Work out how many lines in the listing below include the word "building"; answer with the number alone.

> **EXERCISE INPUT**
:::::
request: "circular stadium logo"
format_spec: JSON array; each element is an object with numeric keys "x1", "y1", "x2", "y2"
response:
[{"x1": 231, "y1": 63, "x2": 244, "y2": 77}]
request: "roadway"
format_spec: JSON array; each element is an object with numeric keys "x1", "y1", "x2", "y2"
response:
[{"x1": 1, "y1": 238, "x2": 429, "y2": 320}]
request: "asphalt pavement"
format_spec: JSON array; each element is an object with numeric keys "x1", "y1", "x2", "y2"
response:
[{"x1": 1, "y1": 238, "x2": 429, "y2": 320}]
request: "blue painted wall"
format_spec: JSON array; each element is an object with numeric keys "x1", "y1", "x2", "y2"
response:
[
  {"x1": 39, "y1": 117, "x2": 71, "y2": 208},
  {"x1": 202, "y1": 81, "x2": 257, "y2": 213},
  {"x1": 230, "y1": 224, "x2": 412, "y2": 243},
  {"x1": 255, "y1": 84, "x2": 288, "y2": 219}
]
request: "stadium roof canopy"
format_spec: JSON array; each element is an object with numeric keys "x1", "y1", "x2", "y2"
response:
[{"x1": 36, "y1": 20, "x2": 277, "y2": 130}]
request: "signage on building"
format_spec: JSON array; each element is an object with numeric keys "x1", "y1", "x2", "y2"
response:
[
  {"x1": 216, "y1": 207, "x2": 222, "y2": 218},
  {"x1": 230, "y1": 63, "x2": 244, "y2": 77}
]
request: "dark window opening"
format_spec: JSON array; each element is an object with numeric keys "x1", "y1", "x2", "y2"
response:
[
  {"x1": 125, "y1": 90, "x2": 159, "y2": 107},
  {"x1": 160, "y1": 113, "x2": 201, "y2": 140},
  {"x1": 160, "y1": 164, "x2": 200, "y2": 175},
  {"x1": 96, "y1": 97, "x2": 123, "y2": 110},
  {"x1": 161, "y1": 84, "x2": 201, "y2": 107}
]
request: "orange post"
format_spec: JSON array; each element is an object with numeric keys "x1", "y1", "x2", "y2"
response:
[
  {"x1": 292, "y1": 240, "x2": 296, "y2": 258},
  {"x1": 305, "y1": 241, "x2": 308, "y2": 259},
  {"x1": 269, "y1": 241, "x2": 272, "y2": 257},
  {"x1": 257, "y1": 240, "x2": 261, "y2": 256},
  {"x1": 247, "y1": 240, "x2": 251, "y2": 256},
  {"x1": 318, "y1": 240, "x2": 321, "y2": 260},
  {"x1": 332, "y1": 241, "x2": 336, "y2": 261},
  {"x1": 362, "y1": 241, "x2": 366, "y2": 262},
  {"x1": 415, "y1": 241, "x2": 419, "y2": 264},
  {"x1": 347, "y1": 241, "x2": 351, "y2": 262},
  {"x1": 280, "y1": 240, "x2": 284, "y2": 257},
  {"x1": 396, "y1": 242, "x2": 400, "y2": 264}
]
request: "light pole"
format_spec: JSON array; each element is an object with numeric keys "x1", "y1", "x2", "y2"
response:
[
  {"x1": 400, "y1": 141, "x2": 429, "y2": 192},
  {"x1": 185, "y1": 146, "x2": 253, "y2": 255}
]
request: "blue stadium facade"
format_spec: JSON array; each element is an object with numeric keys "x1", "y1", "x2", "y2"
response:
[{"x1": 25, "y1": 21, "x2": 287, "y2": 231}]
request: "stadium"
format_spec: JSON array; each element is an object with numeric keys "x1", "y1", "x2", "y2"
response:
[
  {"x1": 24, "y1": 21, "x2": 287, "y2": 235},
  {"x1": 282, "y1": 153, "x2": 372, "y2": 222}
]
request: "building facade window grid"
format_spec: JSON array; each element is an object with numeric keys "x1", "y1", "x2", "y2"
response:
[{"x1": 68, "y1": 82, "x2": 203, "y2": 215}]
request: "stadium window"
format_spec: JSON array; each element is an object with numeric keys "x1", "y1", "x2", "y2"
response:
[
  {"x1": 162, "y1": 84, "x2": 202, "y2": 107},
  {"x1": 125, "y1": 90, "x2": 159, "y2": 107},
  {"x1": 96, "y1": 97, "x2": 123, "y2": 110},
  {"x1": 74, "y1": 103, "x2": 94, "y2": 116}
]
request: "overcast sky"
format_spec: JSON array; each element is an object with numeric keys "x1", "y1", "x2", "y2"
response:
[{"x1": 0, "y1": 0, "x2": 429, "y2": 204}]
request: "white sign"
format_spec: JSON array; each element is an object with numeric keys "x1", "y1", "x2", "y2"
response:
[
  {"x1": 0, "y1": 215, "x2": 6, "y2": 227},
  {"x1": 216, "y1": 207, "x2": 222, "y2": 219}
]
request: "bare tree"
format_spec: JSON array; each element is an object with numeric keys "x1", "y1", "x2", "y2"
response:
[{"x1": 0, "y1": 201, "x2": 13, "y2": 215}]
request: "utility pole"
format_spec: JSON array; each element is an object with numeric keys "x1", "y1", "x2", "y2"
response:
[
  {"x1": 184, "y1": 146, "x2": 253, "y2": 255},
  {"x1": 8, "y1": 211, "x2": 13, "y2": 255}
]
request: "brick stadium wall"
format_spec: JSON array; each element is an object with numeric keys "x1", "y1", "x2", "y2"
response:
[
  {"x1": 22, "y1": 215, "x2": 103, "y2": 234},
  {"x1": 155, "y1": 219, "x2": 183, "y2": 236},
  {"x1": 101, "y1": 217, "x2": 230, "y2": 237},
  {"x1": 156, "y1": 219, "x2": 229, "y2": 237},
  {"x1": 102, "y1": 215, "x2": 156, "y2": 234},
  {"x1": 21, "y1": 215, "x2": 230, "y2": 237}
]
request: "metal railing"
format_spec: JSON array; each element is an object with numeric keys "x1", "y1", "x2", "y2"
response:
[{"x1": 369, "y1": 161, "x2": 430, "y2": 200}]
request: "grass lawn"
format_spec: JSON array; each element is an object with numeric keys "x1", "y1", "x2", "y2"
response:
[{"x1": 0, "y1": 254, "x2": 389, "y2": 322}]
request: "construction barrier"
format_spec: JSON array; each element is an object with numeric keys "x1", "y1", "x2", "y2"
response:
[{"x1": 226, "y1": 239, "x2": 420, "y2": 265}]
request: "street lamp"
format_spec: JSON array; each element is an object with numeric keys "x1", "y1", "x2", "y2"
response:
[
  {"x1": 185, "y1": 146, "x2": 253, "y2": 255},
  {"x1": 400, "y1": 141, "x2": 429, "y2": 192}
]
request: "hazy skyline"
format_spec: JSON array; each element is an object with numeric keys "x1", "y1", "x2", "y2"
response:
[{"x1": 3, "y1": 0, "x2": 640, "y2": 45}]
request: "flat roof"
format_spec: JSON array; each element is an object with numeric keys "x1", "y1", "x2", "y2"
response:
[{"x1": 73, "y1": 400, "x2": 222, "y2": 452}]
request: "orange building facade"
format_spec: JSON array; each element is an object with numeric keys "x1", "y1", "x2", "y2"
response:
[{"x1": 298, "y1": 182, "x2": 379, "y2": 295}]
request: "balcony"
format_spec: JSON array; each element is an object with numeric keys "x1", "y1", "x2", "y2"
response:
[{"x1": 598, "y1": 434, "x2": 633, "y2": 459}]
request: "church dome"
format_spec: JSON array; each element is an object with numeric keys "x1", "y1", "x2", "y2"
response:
:::::
> **ANSWER BOX**
3